WHAT NEEDS TO BE DONE:
Pull out each line in the records that contains the word "short". Case counts.
------ RECORDS FOR THE TASK
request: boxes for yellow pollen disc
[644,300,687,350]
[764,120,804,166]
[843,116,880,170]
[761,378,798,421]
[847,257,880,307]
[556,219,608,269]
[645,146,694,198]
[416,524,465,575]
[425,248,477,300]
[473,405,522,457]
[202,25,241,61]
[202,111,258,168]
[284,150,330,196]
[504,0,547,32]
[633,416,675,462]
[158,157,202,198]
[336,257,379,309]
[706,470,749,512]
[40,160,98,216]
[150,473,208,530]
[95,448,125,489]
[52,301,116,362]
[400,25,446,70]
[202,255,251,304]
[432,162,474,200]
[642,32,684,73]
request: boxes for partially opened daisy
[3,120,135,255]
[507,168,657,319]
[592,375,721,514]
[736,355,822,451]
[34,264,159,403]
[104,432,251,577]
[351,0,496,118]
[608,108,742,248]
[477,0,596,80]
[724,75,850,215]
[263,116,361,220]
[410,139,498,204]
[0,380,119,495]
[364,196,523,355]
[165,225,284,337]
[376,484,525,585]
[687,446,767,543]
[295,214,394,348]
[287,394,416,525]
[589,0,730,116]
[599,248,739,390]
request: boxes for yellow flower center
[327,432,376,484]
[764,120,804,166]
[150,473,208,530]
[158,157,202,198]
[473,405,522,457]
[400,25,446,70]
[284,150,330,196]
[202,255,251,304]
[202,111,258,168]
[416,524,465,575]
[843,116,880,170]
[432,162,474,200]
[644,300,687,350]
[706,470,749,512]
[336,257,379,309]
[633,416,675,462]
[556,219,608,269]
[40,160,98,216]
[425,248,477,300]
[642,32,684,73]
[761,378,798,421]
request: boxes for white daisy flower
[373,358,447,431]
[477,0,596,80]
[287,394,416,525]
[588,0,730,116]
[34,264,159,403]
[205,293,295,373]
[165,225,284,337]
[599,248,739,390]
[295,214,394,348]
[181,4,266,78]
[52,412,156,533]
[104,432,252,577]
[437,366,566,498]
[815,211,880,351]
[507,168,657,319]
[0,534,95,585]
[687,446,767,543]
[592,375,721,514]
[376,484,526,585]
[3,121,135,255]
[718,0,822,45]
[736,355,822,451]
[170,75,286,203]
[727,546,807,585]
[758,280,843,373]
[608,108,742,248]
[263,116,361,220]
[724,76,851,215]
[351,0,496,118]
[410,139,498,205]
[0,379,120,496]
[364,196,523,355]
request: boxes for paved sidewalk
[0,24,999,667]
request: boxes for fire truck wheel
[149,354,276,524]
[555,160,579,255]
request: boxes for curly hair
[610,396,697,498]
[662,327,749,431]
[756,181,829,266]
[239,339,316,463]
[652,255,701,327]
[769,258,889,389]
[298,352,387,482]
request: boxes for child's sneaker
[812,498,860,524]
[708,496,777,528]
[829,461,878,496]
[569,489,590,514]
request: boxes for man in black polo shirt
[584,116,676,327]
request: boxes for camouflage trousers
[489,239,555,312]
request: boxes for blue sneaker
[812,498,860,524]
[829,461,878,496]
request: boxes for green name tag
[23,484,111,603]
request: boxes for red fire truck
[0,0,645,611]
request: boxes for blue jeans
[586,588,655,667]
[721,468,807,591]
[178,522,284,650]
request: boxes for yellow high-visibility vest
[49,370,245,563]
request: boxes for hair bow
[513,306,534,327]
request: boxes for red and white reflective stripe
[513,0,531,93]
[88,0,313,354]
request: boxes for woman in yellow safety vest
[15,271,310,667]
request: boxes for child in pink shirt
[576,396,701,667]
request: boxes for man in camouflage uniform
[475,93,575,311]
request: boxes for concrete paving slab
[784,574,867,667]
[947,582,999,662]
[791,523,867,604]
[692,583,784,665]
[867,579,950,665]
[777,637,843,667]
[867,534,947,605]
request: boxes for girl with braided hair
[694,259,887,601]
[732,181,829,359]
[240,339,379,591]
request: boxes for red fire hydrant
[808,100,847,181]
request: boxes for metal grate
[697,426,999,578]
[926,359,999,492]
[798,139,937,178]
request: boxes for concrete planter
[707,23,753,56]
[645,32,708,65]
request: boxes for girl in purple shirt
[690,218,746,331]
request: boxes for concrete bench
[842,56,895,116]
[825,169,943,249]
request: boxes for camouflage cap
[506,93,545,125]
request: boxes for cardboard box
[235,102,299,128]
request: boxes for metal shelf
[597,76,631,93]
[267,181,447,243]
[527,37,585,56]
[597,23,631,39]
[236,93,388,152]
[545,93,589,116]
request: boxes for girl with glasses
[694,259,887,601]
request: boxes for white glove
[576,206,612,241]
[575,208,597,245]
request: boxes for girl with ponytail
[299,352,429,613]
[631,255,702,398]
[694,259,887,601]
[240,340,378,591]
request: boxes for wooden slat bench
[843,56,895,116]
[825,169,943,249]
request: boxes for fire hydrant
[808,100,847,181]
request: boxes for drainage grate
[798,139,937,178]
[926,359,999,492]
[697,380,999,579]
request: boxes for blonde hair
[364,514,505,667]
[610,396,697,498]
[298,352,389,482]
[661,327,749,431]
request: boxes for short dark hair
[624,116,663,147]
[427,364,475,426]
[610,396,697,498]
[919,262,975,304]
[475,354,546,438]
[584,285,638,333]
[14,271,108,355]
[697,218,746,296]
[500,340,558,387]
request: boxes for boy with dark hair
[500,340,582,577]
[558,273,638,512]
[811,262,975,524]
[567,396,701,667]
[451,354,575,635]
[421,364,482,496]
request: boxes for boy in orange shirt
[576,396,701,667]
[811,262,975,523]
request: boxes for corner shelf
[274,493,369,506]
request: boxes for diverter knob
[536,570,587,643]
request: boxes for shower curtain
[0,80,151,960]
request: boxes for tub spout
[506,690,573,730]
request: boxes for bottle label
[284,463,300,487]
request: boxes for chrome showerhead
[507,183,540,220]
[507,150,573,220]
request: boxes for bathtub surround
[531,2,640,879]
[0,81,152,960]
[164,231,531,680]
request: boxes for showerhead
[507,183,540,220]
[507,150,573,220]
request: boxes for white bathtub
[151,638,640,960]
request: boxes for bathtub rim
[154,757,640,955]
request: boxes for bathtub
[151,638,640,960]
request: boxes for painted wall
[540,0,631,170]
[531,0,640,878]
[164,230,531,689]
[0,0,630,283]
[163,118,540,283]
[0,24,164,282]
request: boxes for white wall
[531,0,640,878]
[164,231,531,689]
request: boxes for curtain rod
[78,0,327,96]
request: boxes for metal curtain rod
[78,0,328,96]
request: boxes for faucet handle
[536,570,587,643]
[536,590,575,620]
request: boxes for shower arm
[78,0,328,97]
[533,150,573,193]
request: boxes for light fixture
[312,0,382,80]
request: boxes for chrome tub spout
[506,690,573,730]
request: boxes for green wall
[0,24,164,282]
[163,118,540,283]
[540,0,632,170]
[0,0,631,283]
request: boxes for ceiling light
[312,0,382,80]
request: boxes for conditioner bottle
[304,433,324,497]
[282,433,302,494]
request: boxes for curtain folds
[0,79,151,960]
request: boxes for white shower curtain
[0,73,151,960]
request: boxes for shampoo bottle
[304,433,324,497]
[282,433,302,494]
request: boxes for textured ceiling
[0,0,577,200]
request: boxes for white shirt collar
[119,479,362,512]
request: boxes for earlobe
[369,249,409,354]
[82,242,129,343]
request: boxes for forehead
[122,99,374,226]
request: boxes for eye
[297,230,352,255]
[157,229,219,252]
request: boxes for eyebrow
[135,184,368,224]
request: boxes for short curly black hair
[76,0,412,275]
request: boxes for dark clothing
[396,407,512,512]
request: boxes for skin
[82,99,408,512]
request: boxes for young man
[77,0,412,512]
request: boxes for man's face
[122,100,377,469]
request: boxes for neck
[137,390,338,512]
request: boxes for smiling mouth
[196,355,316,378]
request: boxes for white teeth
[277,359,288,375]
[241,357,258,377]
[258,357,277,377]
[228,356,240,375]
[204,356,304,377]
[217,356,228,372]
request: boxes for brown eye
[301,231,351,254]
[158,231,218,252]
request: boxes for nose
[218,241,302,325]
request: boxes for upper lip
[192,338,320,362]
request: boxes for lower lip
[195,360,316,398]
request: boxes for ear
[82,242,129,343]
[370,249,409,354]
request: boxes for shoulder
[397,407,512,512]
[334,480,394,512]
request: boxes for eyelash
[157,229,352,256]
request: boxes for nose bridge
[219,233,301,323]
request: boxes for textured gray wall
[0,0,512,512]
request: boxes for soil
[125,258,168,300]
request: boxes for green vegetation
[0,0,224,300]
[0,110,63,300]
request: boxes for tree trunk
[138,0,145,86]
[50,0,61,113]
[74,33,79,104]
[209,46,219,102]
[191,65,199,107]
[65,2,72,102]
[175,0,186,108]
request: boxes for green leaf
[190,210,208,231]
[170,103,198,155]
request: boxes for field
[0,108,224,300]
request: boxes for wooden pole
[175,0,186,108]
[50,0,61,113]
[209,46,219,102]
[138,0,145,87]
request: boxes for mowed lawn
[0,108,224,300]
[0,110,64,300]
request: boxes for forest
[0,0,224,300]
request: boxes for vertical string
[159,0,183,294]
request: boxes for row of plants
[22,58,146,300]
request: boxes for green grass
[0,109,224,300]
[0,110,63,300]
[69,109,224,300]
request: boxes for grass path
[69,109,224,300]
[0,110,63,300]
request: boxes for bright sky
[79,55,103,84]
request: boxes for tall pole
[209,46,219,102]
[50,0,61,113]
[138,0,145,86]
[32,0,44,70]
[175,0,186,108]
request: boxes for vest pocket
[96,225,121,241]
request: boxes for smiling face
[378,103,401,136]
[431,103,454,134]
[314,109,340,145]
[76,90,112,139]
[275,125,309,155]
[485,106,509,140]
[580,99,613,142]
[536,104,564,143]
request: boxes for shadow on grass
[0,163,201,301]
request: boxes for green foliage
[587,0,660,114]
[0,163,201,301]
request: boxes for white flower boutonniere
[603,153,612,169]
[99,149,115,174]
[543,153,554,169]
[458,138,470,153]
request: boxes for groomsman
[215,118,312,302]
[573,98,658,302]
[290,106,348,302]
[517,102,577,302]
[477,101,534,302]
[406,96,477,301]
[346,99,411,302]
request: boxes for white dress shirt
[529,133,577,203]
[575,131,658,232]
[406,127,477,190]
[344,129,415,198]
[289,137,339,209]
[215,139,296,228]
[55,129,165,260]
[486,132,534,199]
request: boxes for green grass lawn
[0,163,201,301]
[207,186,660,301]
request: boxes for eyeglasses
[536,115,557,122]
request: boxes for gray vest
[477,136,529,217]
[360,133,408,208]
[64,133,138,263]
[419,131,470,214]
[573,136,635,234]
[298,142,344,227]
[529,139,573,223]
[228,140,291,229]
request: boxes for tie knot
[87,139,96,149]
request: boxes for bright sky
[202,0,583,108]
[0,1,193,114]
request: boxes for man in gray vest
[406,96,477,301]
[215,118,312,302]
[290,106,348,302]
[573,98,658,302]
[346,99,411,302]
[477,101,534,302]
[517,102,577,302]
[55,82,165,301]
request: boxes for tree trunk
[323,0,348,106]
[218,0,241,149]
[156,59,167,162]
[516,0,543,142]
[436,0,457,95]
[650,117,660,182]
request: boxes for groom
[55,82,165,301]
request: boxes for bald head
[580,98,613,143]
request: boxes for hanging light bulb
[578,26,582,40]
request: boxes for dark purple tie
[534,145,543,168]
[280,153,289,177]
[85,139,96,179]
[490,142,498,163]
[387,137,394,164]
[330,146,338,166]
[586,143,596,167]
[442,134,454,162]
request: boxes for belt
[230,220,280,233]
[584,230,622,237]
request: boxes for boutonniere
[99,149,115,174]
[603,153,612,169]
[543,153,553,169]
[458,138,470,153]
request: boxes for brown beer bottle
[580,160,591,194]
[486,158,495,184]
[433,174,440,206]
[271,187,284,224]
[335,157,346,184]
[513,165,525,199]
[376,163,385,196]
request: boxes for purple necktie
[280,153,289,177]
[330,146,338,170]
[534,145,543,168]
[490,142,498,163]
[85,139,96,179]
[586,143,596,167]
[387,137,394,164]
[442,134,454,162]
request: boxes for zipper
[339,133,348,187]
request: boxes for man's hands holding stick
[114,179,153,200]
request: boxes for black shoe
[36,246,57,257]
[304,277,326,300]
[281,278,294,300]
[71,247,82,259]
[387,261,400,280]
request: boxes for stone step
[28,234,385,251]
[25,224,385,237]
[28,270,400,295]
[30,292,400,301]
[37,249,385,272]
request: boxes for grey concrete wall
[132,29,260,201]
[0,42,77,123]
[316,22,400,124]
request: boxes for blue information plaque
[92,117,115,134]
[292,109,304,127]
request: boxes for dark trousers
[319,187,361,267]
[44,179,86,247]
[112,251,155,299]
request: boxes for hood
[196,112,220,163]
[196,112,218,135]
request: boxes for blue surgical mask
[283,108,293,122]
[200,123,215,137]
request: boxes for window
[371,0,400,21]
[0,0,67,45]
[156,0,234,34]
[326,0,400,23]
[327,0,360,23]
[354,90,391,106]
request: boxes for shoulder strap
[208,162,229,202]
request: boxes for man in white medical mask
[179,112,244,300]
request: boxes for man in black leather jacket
------------
EXERCISE RESPONSE:
request: boxes for short dark hair
request: boxes for short curly black hair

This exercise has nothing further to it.